- _SHORT TASK_: Pick out every line of the records that contains the word "hair", and copy each one.

- _RECORDS SUPPLIED_:

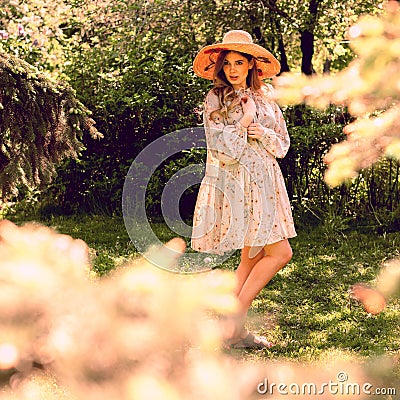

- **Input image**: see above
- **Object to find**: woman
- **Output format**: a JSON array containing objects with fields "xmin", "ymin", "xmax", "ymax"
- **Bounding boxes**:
[{"xmin": 192, "ymin": 30, "xmax": 296, "ymax": 348}]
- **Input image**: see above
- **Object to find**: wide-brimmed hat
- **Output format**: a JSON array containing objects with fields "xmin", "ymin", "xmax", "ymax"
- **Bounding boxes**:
[{"xmin": 193, "ymin": 30, "xmax": 281, "ymax": 80}]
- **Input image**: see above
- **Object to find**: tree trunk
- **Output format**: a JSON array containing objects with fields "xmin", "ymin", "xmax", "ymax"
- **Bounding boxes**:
[
  {"xmin": 300, "ymin": 0, "xmax": 320, "ymax": 75},
  {"xmin": 300, "ymin": 31, "xmax": 315, "ymax": 75},
  {"xmin": 275, "ymin": 19, "xmax": 290, "ymax": 73}
]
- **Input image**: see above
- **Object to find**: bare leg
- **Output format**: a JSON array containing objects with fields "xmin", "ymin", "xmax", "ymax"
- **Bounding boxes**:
[{"xmin": 230, "ymin": 240, "xmax": 292, "ymax": 337}]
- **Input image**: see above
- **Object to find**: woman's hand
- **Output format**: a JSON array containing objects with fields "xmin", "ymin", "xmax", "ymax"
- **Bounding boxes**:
[
  {"xmin": 240, "ymin": 96, "xmax": 257, "ymax": 128},
  {"xmin": 242, "ymin": 96, "xmax": 257, "ymax": 118},
  {"xmin": 247, "ymin": 122, "xmax": 264, "ymax": 139}
]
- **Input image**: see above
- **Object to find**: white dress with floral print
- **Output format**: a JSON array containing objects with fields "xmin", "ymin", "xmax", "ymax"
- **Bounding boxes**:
[{"xmin": 191, "ymin": 85, "xmax": 296, "ymax": 254}]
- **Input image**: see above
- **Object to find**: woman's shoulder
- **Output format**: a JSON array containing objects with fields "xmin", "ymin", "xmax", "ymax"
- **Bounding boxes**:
[{"xmin": 205, "ymin": 88, "xmax": 220, "ymax": 110}]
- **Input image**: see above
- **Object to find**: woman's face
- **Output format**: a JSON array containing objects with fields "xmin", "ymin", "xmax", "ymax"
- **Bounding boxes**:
[{"xmin": 222, "ymin": 51, "xmax": 254, "ymax": 90}]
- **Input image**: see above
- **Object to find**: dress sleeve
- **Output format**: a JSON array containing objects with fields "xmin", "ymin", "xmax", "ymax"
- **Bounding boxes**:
[
  {"xmin": 203, "ymin": 91, "xmax": 247, "ymax": 164},
  {"xmin": 260, "ymin": 102, "xmax": 290, "ymax": 158}
]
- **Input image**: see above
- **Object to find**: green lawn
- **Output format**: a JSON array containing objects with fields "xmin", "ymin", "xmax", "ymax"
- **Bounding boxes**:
[{"xmin": 12, "ymin": 216, "xmax": 400, "ymax": 368}]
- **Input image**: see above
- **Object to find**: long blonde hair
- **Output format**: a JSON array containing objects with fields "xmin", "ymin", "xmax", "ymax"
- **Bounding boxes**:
[{"xmin": 213, "ymin": 50, "xmax": 265, "ymax": 118}]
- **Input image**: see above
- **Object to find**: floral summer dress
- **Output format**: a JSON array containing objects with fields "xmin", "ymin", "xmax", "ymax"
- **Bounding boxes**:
[{"xmin": 191, "ymin": 85, "xmax": 296, "ymax": 255}]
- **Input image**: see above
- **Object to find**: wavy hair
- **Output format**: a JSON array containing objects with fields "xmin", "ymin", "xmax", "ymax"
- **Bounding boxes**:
[{"xmin": 213, "ymin": 50, "xmax": 264, "ymax": 118}]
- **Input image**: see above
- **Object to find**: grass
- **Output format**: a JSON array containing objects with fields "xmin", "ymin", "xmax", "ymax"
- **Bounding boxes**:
[{"xmin": 7, "ymin": 216, "xmax": 400, "ymax": 368}]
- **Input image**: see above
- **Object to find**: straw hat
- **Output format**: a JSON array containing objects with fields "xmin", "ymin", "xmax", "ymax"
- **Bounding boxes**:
[{"xmin": 193, "ymin": 30, "xmax": 281, "ymax": 80}]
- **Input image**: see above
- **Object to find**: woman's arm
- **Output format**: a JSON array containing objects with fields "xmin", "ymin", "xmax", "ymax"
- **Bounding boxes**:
[{"xmin": 248, "ymin": 102, "xmax": 290, "ymax": 158}]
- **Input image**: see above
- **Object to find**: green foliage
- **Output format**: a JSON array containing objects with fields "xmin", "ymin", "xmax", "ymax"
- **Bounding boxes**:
[
  {"xmin": 0, "ymin": 53, "xmax": 101, "ymax": 200},
  {"xmin": 24, "ymin": 216, "xmax": 400, "ymax": 361}
]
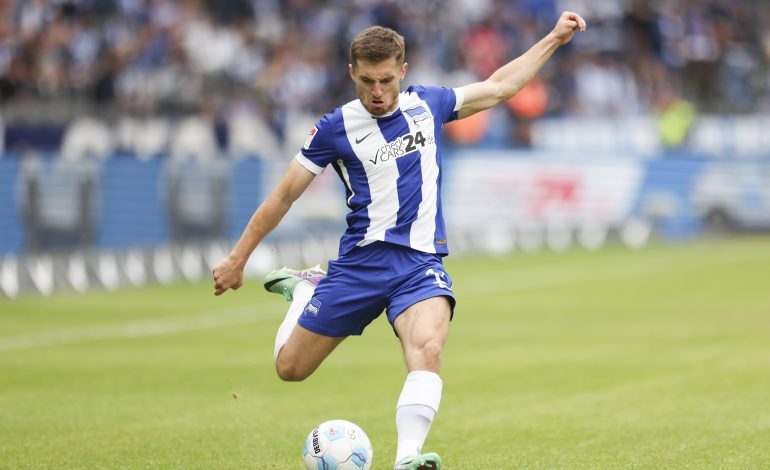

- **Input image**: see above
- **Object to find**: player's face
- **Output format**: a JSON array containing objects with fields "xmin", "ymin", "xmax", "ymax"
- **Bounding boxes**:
[{"xmin": 348, "ymin": 57, "xmax": 407, "ymax": 116}]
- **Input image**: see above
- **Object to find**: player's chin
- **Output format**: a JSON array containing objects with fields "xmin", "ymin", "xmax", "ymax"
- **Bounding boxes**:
[{"xmin": 365, "ymin": 101, "xmax": 388, "ymax": 116}]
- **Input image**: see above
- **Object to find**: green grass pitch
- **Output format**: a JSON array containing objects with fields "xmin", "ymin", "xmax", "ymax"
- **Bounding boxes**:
[{"xmin": 0, "ymin": 238, "xmax": 770, "ymax": 470}]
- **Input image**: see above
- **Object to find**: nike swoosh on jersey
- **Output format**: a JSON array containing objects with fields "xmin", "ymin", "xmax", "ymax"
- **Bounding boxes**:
[{"xmin": 356, "ymin": 131, "xmax": 374, "ymax": 144}]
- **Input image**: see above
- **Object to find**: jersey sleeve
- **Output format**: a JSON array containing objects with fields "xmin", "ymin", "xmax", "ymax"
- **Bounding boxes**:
[
  {"xmin": 294, "ymin": 115, "xmax": 339, "ymax": 175},
  {"xmin": 408, "ymin": 86, "xmax": 464, "ymax": 124}
]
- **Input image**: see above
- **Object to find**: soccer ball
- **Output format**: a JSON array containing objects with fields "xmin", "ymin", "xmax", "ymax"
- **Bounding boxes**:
[{"xmin": 303, "ymin": 419, "xmax": 373, "ymax": 470}]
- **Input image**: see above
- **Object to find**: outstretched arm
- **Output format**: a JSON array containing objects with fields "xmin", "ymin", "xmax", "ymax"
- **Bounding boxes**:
[
  {"xmin": 214, "ymin": 160, "xmax": 315, "ymax": 295},
  {"xmin": 459, "ymin": 11, "xmax": 586, "ymax": 119}
]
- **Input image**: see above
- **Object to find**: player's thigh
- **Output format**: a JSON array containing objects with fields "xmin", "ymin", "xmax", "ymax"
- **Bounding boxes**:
[{"xmin": 276, "ymin": 325, "xmax": 345, "ymax": 381}]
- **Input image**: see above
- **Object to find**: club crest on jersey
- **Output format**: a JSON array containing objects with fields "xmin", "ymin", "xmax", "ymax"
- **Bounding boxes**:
[
  {"xmin": 302, "ymin": 126, "xmax": 318, "ymax": 149},
  {"xmin": 404, "ymin": 106, "xmax": 430, "ymax": 124}
]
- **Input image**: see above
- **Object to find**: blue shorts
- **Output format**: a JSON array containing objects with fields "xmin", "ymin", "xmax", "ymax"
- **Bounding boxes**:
[{"xmin": 298, "ymin": 242, "xmax": 455, "ymax": 336}]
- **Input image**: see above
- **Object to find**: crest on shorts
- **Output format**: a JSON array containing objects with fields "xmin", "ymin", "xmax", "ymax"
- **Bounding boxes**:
[
  {"xmin": 302, "ymin": 126, "xmax": 318, "ymax": 149},
  {"xmin": 302, "ymin": 297, "xmax": 321, "ymax": 317}
]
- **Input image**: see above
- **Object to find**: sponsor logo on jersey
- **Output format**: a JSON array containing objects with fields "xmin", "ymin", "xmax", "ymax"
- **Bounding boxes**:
[{"xmin": 369, "ymin": 131, "xmax": 434, "ymax": 165}]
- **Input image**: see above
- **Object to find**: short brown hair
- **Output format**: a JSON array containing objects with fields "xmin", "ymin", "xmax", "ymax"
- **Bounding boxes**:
[{"xmin": 350, "ymin": 26, "xmax": 405, "ymax": 67}]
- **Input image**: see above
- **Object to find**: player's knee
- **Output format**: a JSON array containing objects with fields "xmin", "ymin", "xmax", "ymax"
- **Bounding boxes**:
[
  {"xmin": 275, "ymin": 355, "xmax": 310, "ymax": 382},
  {"xmin": 414, "ymin": 339, "xmax": 444, "ymax": 369}
]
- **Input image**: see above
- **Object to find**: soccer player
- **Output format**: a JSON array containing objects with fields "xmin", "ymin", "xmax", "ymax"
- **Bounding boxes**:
[{"xmin": 213, "ymin": 12, "xmax": 586, "ymax": 470}]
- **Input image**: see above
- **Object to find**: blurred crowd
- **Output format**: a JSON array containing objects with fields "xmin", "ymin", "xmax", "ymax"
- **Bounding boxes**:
[{"xmin": 0, "ymin": 0, "xmax": 770, "ymax": 149}]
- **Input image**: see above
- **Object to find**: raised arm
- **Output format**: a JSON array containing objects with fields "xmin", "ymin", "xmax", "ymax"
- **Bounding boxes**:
[
  {"xmin": 213, "ymin": 160, "xmax": 315, "ymax": 295},
  {"xmin": 452, "ymin": 11, "xmax": 586, "ymax": 119}
]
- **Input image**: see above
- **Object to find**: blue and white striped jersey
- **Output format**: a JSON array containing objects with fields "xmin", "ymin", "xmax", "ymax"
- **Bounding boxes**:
[{"xmin": 295, "ymin": 86, "xmax": 463, "ymax": 255}]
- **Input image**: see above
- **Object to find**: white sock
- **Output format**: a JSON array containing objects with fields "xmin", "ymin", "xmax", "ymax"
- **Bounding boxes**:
[
  {"xmin": 396, "ymin": 370, "xmax": 442, "ymax": 462},
  {"xmin": 273, "ymin": 282, "xmax": 315, "ymax": 360}
]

- _EXERCISE OUTPUT_:
- **Object to find**: long blonde hair
- **Object to find**: wavy hair
- **Object to find**: short brown hair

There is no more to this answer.